▸ Directions for this task: Although the records contain pictures, only their text should be set down, exactly as written.

▸ Information shown:
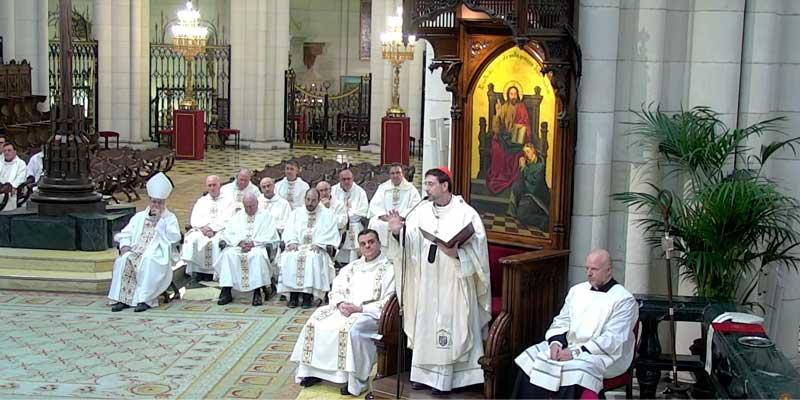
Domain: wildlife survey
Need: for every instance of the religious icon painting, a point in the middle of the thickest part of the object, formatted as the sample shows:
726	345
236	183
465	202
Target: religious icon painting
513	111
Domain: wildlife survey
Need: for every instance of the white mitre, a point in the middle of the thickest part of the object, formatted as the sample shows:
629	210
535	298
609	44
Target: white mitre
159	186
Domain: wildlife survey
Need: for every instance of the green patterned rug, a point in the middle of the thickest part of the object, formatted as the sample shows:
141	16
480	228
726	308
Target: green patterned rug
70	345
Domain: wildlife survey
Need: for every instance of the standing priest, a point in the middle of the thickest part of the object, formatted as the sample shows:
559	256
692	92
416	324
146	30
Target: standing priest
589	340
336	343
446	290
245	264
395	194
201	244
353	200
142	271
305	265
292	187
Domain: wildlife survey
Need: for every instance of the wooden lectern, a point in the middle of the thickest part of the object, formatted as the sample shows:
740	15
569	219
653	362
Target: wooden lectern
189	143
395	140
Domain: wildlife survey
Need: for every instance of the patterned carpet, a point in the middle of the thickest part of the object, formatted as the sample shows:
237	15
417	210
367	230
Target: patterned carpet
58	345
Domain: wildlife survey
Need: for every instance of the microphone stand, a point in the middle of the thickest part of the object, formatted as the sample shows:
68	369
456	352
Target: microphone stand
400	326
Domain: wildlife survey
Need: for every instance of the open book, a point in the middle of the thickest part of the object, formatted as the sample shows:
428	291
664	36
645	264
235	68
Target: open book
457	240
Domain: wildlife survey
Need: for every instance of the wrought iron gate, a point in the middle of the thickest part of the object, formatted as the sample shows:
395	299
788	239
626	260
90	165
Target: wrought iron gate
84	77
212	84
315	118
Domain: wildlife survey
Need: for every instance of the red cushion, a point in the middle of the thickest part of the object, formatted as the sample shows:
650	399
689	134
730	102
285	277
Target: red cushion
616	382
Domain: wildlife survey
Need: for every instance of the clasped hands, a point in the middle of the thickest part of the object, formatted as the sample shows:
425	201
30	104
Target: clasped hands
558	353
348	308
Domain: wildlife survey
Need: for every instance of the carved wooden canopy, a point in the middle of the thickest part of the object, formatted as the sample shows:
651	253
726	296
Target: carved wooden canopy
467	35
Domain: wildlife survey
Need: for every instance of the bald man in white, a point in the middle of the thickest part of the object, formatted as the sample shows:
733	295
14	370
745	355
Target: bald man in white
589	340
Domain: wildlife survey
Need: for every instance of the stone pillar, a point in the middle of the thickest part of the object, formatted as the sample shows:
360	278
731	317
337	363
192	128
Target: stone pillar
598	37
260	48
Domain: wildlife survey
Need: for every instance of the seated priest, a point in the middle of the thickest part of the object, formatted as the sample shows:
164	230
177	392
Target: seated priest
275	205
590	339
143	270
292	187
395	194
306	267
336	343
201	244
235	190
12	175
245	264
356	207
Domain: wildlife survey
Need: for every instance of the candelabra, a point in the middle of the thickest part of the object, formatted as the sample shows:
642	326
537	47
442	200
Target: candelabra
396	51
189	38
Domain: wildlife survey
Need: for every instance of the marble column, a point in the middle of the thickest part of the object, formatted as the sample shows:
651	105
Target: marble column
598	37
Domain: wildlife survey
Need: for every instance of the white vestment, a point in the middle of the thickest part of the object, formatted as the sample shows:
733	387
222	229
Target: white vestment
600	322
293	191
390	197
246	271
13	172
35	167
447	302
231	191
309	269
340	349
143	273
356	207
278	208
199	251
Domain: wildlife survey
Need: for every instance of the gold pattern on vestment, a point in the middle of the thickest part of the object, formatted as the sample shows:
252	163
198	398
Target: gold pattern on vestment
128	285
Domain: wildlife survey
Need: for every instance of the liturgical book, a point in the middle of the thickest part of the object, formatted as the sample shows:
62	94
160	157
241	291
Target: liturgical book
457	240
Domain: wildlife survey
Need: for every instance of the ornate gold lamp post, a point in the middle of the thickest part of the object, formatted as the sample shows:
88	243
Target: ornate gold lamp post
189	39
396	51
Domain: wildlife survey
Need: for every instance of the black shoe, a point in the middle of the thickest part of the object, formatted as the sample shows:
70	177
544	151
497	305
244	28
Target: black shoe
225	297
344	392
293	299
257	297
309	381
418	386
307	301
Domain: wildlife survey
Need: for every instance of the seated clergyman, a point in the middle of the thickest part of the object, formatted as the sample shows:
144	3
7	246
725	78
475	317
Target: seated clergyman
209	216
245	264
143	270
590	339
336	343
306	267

▸ Problem solution:
Domain: wildlife survey
Need: for every instance of the religious icon painting, a point in the middle of the thickest part of the object, formatted as the sample shows:
726	345
236	183
465	202
Target: religious icon painting
513	111
Domain: wildlife survey
Need: for every instance of the white mitre, a point in the middle of the thickest part of the object, formatted as the sample shows:
629	210
535	298
609	44
Target: white mitre
159	186
Domain: wildlife survey
Need: for every instance of the green patterned rug, a point in the middle of the thickest part of the object, formatted as the sample shows:
141	16
480	228
726	308
Target: green patterned rug
70	345
Domain: wildlife survey
Need: for every instance of the standing priest, a point in the middle of the thickest part of the object, formatted as the sample shows:
559	256
692	92
416	324
146	30
Target: standing priest
589	340
336	343
446	290
245	264
395	194
201	244
353	200
142	271
305	265
292	187
Domain: wildlife survey
Need: for every instance of the wooden lectern, a point in the middle of the thickest part of the object, formatted as the sample shows:
740	15
569	219
653	362
Target: wooden lectern
189	143
395	140
Domain: wildlife survey
Need: for every instance of the patterned carpet, a point in the middle of the thickest part of the object, formatted as the sample shows:
237	15
417	210
367	230
Target: patterned carpet
58	345
Domain: wildlife survey
Need: for every instance of the microphone stand, a point in the middle of the thickest part of the object, formatted as the sample shows:
68	369
456	352
Target: microphone stand
400	326
Domain: wildlife survey
Need: for every instance of the open book, a point in the middle of the thickest part of the object, formatted as the sample shows:
428	291
664	36
645	264
235	68
Target: open book
457	240
Domain: wildlife survey
Need: for every instance of the wrought iron gate, a point in the middle of the thickest part of the object, formatted as the sample shows:
395	299
788	239
626	260
90	165
Target: wrought iron gate
84	77
212	84
315	118
Domain: wildlife survey
Need: for every instance of the red cushion, a point in the middle of the thickest part of the object, formatted as the sample shows:
650	399
689	134
730	102
285	277
Target: red cushion
616	382
Domain: wildlife survey
Need: for every instance of the clasped hands, a point in the middle of the thickest part of the object, formatted as the sample shows:
425	201
30	104
Target: clasped hands
558	353
348	308
Domain: wildlife survey
Need: for every instance of the carved wooden canopy, a point in the middle of the thickest part of the object, formatted as the sample shows:
651	253
726	296
Target: carved wooden canopy
467	35
Domain: wildlife survey
Need: for every instance of the bald man in white, a point in the middle of the thickest part of the object, formatted as the sample shows:
733	295
14	370
745	355
Target: bald man in white
589	340
Domain: wildlife survey
Need: for every instance of the stone pillar, a point in the middle of the thickest part of the object, formatted as the sample shows:
360	278
731	317
337	363
192	128
Target: stone pillar
598	37
260	48
Domain: wildlife survey
Need: for every instance of the seated priest, a point in the middle of the thickest part of the object, formatted as the sample shows:
164	230
177	392
Target: seated priest
275	205
590	339
143	270
292	187
395	194
306	267
336	343
201	244
235	190
12	175
245	264
356	207
Domain: wildlife survey
Need: for every instance of the candelabra, a point in the middle of the thickest part of the object, formatted as the sample shows:
642	326
537	47
442	200
Target: candelabra
396	51
189	38
Domain: wildlife survey
Need: for every instance of the marble column, a point in the middle of the thickest part of the object, formatted as the sample shows:
651	105
Target: marble column
598	37
Domain: wildlife survey
Need: for every instance of the white vestment, a point in the middle of the thickest part of the object, formatted as the sample shows:
733	387
222	229
Target: white vestment
600	322
293	191
390	197
246	271
13	172
35	167
447	302
231	191
309	269
340	349
143	273
356	207
278	208
199	251
Domain: wildlife survey
Need: for every instance of the gold pattern on vestment, a point in the middle of the thickest part of the object, formatted as the sample shows:
252	163
198	398
Target: gold pattern on vestment
128	285
Domain: wildlife survey
Need: for every instance of the liturgical book, a point in the middle of the thickest part of the object, formatted as the sample shows:
62	94
160	157
241	291
Target: liturgical book
457	240
Domain: wildlife survey
Need: for every instance of the ornate gold lamp post, a point in the middle of the thickest part of the object, formatted as the sample shows:
88	243
Target: ornate gold lamp post
189	39
396	51
Domain: wildlife survey
Need: for every instance of the black shoe, a point in the middle of the thickest part of the object, formatted as the sample shows:
70	177
544	151
497	305
244	28
Target: black shoe
225	297
344	392
293	299
257	297
309	381
418	386
307	301
Domain: wildlife survey
Need: for every instance of the seated clergyman, a point in the middle of the thickest part of the object, formatted as the sample shows:
144	3
7	246
725	78
475	317
Target: seated clergyman
209	216
245	264
143	270
590	339
336	343
306	267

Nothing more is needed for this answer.